## EXERCISE INSTRUCTIONS
Return nothing but the lines from the line containing "of the orange" through the last line of the records, reproduced exactly.
(begin)
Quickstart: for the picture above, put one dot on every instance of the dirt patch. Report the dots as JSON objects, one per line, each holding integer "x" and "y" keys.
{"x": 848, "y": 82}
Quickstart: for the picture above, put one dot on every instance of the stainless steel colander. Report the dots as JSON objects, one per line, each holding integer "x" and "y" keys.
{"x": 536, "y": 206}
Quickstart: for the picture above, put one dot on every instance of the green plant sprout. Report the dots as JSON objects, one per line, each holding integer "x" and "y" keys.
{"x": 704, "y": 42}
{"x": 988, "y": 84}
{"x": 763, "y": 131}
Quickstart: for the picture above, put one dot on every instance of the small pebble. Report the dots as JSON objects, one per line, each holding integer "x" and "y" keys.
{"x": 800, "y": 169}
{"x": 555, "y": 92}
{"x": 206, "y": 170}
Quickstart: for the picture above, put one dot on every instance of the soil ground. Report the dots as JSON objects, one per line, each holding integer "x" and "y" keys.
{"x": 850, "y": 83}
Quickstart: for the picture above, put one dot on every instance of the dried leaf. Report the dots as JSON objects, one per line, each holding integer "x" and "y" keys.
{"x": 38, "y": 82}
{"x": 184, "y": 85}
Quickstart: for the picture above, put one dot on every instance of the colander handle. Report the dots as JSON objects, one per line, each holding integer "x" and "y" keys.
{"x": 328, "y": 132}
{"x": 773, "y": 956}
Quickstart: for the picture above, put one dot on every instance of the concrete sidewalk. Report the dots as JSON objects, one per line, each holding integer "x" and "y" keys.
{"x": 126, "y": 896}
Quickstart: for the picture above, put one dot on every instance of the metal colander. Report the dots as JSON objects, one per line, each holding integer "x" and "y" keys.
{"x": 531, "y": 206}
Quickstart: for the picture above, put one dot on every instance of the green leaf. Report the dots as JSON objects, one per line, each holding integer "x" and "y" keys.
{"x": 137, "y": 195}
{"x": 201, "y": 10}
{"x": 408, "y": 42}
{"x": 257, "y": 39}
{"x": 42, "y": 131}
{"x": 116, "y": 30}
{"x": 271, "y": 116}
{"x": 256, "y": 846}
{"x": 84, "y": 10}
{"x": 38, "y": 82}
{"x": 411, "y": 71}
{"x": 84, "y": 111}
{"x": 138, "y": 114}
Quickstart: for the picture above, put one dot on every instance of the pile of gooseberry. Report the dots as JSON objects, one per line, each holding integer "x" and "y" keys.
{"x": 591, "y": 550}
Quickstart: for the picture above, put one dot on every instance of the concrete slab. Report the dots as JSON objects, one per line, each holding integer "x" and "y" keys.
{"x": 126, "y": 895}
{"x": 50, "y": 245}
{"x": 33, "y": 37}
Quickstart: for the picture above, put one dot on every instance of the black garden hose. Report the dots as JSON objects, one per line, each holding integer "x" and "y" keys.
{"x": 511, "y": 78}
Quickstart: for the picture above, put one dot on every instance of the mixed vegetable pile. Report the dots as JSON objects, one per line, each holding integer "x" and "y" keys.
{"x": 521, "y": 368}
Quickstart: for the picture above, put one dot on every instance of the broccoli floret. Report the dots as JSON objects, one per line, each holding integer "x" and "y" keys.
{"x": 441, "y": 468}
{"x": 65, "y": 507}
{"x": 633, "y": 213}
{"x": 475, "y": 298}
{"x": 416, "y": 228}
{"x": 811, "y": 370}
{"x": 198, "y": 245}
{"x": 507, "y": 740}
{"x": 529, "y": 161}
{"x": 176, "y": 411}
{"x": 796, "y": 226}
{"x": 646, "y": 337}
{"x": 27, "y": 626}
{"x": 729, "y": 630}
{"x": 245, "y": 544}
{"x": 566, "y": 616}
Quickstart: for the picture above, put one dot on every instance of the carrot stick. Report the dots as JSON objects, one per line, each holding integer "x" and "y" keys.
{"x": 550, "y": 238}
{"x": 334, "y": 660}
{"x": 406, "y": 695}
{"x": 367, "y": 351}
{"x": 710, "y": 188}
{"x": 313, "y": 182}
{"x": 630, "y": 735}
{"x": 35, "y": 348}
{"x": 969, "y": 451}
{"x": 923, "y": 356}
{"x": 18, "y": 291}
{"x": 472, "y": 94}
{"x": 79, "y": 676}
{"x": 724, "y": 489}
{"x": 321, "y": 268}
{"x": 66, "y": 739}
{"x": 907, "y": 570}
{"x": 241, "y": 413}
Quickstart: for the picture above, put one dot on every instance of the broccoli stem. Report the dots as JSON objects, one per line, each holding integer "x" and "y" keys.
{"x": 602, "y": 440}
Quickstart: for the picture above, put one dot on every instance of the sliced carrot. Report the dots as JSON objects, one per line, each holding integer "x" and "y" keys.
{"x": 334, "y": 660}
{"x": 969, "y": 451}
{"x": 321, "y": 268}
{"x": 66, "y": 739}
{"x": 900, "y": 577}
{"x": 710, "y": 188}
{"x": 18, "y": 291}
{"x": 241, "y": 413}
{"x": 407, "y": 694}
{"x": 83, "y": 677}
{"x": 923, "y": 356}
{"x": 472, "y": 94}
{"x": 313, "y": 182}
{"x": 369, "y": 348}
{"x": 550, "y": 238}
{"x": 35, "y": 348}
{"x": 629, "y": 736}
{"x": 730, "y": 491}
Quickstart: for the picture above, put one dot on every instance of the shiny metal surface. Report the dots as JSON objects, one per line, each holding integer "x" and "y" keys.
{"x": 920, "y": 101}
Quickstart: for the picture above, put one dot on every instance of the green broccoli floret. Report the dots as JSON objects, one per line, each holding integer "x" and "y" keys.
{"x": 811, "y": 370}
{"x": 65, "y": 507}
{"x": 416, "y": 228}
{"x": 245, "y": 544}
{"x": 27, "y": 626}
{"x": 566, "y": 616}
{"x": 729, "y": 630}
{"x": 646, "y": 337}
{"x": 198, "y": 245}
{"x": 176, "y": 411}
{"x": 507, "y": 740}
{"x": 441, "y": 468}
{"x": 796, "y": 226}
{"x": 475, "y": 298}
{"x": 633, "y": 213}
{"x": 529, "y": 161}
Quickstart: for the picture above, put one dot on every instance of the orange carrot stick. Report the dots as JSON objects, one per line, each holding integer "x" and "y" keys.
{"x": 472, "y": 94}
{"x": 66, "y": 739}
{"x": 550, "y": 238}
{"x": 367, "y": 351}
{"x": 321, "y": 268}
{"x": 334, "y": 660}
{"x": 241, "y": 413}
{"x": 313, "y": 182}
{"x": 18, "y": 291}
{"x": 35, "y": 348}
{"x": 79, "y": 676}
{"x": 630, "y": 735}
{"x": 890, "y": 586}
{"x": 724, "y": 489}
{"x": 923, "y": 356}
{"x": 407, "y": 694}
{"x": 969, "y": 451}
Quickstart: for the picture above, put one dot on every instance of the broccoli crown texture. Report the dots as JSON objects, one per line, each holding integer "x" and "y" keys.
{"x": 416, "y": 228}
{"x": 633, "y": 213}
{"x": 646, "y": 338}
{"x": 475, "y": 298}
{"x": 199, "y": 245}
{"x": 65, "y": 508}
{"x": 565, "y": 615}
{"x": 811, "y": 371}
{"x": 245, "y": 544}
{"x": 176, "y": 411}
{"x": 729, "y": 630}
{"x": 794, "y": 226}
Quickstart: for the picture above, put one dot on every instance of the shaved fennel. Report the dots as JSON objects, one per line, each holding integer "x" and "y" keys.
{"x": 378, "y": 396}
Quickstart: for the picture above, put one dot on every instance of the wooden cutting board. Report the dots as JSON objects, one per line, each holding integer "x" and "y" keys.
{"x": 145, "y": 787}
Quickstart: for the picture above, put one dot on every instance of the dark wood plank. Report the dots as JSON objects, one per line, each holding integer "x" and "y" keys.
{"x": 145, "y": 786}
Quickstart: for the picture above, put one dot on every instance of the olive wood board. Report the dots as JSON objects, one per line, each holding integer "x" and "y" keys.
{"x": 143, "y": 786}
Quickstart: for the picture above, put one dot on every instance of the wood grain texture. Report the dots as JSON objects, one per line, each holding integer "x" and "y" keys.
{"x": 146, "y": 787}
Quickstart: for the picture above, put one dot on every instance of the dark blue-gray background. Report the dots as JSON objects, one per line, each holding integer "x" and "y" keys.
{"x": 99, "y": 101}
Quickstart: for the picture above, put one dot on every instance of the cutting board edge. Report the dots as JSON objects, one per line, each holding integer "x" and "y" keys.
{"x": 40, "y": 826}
(end)
## TASK OUTPUT
Quickstart: for the picture above, put one dot on every instance of the orange carrot stick. Report the dots as JSON objects, one per line, each holding integer "x" and "y" keys.
{"x": 472, "y": 94}
{"x": 66, "y": 739}
{"x": 550, "y": 238}
{"x": 367, "y": 351}
{"x": 321, "y": 268}
{"x": 334, "y": 660}
{"x": 241, "y": 413}
{"x": 313, "y": 182}
{"x": 18, "y": 291}
{"x": 35, "y": 348}
{"x": 79, "y": 676}
{"x": 630, "y": 735}
{"x": 890, "y": 586}
{"x": 724, "y": 489}
{"x": 923, "y": 356}
{"x": 407, "y": 694}
{"x": 969, "y": 451}
Quickstart: for the picture above, put one dot on every instance of the broccoli crown texture. Report the dots as JSON objects, one per line, each holding integer "x" and "y" keys.
{"x": 416, "y": 228}
{"x": 633, "y": 213}
{"x": 646, "y": 338}
{"x": 475, "y": 298}
{"x": 199, "y": 245}
{"x": 65, "y": 508}
{"x": 565, "y": 615}
{"x": 811, "y": 371}
{"x": 245, "y": 544}
{"x": 176, "y": 411}
{"x": 729, "y": 630}
{"x": 794, "y": 226}
Quickstart: for the picture above, put one dot on every instance of the shaved fennel. Report the dots as JSON objects, one per line, each holding integer "x" and "y" keys.
{"x": 378, "y": 396}
Quickstart: for the picture above, put one dot on every instance of the wooden cutting board. Report the dots as JSON objects, one per line, each holding integer "x" and "y" keys.
{"x": 145, "y": 787}
Quickstart: for the picture above, put one dot on every instance of the dark wood plank. Report the dots as JSON objects, one per line, each holding integer "x" and "y" keys.
{"x": 145, "y": 786}
Quickstart: for the picture above, put one dot on every instance of the olive wood board. Report the dots as JSON objects, one per line, each holding integer "x" and "y" keys.
{"x": 143, "y": 786}
Quickstart: for the picture above, put one dot on every instance of the wood grain texture. Report the dots as JSON objects, one per line, each holding integer "x" and "y" keys.
{"x": 146, "y": 787}
Quickstart: for the picture above, put one dot on every instance of the dark blue-gray background. Report the dots as JSON objects, one per line, each holding integer "x" and "y" keys.
{"x": 99, "y": 101}
Quickstart: for the picture above, put one dot on every instance of the cutting board edge. Report the dots as JSON objects, one per line, each holding integer "x" and "y" keys.
{"x": 40, "y": 826}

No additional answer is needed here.